Stated problem — Rescale the records below by multiplying every point coordinate in the answers by 2.55 and rounding to whole numbers, halves up, then write out all the lines again, requests included. Leave the numbers in the requests and their samples unchanged.

◇ ◇ ◇

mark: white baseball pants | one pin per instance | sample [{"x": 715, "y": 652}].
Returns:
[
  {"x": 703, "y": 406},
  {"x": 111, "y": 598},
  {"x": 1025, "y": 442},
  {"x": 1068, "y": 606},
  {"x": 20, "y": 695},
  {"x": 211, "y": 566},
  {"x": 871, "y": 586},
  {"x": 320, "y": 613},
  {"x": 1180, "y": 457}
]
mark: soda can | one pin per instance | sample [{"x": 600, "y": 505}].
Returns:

◇ ◇ ◇

The answer —
mark: white baseball pants | one pin per instance | sample [{"x": 715, "y": 652}].
Returns:
[
  {"x": 1793, "y": 1035},
  {"x": 283, "y": 1525},
  {"x": 2614, "y": 1127},
  {"x": 2723, "y": 1545},
  {"x": 51, "y": 1772},
  {"x": 538, "y": 1443},
  {"x": 2221, "y": 1494},
  {"x": 816, "y": 1563},
  {"x": 3009, "y": 1165}
]
mark: soda can | one pin per instance | sample [{"x": 600, "y": 505}].
Returns:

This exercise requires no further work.